The whole listing that follows should be printed again, unchanged.

::: Information given

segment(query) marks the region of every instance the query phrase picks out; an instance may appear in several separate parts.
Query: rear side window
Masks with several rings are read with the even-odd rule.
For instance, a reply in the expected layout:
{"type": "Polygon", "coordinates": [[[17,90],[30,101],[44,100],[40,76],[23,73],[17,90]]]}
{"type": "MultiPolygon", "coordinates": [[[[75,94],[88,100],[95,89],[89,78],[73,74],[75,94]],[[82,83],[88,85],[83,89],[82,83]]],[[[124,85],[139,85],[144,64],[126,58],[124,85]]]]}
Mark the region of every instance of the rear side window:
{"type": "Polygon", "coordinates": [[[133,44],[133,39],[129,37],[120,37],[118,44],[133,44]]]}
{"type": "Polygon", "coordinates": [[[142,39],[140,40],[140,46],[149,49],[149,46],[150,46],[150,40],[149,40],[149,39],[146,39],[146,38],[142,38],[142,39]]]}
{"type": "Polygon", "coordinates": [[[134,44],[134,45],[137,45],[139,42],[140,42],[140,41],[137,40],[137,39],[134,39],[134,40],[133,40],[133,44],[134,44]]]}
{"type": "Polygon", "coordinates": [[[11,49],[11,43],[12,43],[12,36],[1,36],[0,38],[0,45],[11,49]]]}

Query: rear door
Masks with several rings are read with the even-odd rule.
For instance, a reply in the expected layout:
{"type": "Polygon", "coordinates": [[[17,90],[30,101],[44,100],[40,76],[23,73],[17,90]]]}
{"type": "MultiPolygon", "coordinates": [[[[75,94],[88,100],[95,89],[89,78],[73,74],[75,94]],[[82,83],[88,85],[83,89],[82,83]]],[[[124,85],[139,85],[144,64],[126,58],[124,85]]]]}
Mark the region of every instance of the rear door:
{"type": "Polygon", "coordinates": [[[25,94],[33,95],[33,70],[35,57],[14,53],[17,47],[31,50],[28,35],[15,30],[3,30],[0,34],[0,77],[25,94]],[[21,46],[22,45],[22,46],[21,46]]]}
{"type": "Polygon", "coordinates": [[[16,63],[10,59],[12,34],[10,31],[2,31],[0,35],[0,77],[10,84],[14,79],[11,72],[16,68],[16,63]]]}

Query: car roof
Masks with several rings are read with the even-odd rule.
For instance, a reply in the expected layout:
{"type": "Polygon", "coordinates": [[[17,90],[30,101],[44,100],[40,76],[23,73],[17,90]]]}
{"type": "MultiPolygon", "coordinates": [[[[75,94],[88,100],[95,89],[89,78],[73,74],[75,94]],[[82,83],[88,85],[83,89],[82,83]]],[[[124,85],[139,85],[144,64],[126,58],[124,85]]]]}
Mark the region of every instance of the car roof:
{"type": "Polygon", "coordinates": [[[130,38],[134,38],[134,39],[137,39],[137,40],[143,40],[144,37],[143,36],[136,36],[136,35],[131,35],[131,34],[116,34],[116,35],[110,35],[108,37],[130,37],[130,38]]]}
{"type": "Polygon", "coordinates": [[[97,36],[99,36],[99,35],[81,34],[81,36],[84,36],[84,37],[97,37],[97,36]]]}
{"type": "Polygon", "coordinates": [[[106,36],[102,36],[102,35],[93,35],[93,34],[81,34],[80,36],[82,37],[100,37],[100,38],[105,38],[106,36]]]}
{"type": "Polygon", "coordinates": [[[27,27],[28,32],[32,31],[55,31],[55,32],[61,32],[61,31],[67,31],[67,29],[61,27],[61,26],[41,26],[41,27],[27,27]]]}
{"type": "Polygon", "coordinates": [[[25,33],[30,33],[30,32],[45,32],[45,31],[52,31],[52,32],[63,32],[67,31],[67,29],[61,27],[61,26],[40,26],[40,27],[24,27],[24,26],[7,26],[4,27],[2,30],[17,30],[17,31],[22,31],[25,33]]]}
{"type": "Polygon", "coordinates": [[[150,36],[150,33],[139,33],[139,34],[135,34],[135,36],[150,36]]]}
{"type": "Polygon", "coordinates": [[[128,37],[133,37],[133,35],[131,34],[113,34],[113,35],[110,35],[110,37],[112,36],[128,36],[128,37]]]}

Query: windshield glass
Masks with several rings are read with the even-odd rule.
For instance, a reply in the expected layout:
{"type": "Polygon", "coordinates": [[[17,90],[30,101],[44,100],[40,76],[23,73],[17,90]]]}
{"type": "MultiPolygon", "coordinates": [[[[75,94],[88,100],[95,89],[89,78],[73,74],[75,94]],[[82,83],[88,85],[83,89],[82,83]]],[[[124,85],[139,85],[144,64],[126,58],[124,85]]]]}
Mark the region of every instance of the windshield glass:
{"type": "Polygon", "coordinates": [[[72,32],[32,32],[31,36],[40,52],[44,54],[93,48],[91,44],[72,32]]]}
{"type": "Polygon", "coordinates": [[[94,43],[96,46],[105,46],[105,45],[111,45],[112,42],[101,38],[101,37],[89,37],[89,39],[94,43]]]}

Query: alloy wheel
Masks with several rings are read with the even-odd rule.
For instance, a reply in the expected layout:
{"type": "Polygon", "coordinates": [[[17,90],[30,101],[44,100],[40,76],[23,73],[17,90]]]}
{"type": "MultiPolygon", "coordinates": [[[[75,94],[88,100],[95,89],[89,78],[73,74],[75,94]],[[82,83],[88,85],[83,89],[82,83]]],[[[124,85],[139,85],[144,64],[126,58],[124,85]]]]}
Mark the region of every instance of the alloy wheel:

::::::

Answer to this exercise:
segment(query) marks the region of every instance the query phrase picks out; an instance may appear in several separate parts.
Query: rear side window
Masks with several rings are read with the even-odd rule.
For instance, a reply in the expected layout:
{"type": "Polygon", "coordinates": [[[17,90],[30,101],[44,100],[40,76],[23,73],[17,90]]]}
{"type": "MultiPolygon", "coordinates": [[[[75,94],[88,100],[95,89],[89,78],[73,74],[75,94]],[[82,83],[88,85],[83,89],[82,83]]],[[[124,85],[139,85],[144,64],[126,58],[124,85]]]]}
Mark the region of every instance of the rear side window:
{"type": "Polygon", "coordinates": [[[133,44],[133,39],[129,37],[120,37],[118,44],[133,44]]]}
{"type": "Polygon", "coordinates": [[[142,39],[140,40],[140,46],[149,49],[149,46],[150,46],[150,40],[149,40],[149,39],[146,39],[146,38],[142,38],[142,39]]]}
{"type": "Polygon", "coordinates": [[[134,44],[134,45],[137,45],[139,42],[140,42],[140,41],[137,40],[137,39],[134,39],[134,40],[133,40],[133,44],[134,44]]]}
{"type": "Polygon", "coordinates": [[[11,49],[11,43],[12,43],[12,36],[1,36],[0,38],[0,45],[11,49]]]}

Query: rear door
Masks with several rings are read with the even-odd rule.
For instance, a reply in the expected layout:
{"type": "Polygon", "coordinates": [[[17,90],[30,101],[44,100],[40,76],[23,73],[17,90]]]}
{"type": "MultiPolygon", "coordinates": [[[[75,94],[88,100],[95,89],[89,78],[73,74],[75,94]],[[82,83],[88,85],[83,89],[82,83]]],[[[124,85],[139,85],[144,64],[126,58],[124,85]]]]}
Mark the region of every instance of the rear door:
{"type": "Polygon", "coordinates": [[[25,94],[33,95],[33,70],[35,57],[14,53],[17,47],[31,50],[28,35],[15,30],[3,30],[0,34],[0,77],[25,94]],[[21,46],[22,45],[22,46],[21,46]]]}
{"type": "Polygon", "coordinates": [[[16,63],[10,59],[12,34],[10,31],[2,31],[0,35],[0,77],[10,84],[14,79],[11,72],[16,68],[16,63]]]}

Query: car roof
Masks with several rings are read with the even-odd rule.
For instance, a reply in the expected layout:
{"type": "Polygon", "coordinates": [[[17,90],[30,101],[44,100],[40,76],[23,73],[17,90]]]}
{"type": "MultiPolygon", "coordinates": [[[[75,94],[88,100],[95,89],[89,78],[73,74],[75,94]],[[82,83],[88,85],[83,89],[82,83]]],[[[124,85],[139,85],[144,64],[126,58],[124,85]]]]}
Mark the region of every instance of the car roof:
{"type": "Polygon", "coordinates": [[[130,38],[134,38],[134,39],[137,39],[137,40],[143,40],[144,37],[143,36],[136,36],[136,35],[131,35],[131,34],[116,34],[116,35],[110,35],[108,37],[130,37],[130,38]]]}
{"type": "Polygon", "coordinates": [[[97,36],[99,36],[99,35],[81,34],[81,36],[84,36],[84,37],[97,37],[97,36]]]}
{"type": "Polygon", "coordinates": [[[106,36],[102,36],[102,35],[93,35],[93,34],[81,34],[80,36],[82,37],[100,37],[100,38],[105,38],[106,36]]]}
{"type": "Polygon", "coordinates": [[[27,27],[28,32],[32,31],[55,31],[55,32],[61,32],[61,31],[67,31],[67,29],[61,27],[61,26],[41,26],[41,27],[27,27]]]}
{"type": "Polygon", "coordinates": [[[25,33],[30,33],[30,32],[45,32],[45,31],[52,31],[52,32],[63,32],[67,31],[67,29],[61,27],[61,26],[40,26],[40,27],[24,27],[24,26],[7,26],[4,27],[2,30],[17,30],[17,31],[22,31],[25,33]]]}
{"type": "Polygon", "coordinates": [[[150,36],[150,33],[139,33],[139,34],[135,34],[135,36],[150,36]]]}
{"type": "Polygon", "coordinates": [[[128,37],[133,37],[133,35],[131,34],[113,34],[113,35],[110,35],[110,37],[112,36],[128,36],[128,37]]]}

Query: windshield glass
Masks with several rings are read with the even-odd rule.
For instance, a reply in the expected layout:
{"type": "Polygon", "coordinates": [[[17,90],[30,101],[44,100],[40,76],[23,73],[17,90]]]}
{"type": "MultiPolygon", "coordinates": [[[[75,94],[88,100],[95,89],[89,78],[73,74],[75,94]],[[82,83],[88,85],[83,89],[82,83]]],[[[124,85],[139,85],[144,64],[126,58],[124,85]]]]}
Mark the region of every instance of the windshield glass:
{"type": "Polygon", "coordinates": [[[72,32],[32,32],[31,36],[40,52],[44,54],[93,48],[91,44],[72,32]]]}
{"type": "Polygon", "coordinates": [[[94,43],[96,46],[105,46],[105,45],[111,45],[112,42],[101,38],[101,37],[89,37],[89,39],[94,43]]]}

Query: alloy wheel
Masks with several rings are read with the even-odd rule.
For instance, a reply in the expected layout:
{"type": "Polygon", "coordinates": [[[17,90],[30,101],[44,100],[40,76],[23,73],[17,90]]]}
{"type": "MultiPolygon", "coordinates": [[[[75,94],[88,100],[95,89],[89,78],[73,74],[75,94]],[[82,83],[88,85],[83,89],[82,83]]],[[[124,85],[139,85],[144,64],[126,58],[124,85]]]]}
Mark the region of every instance of the alloy wheel:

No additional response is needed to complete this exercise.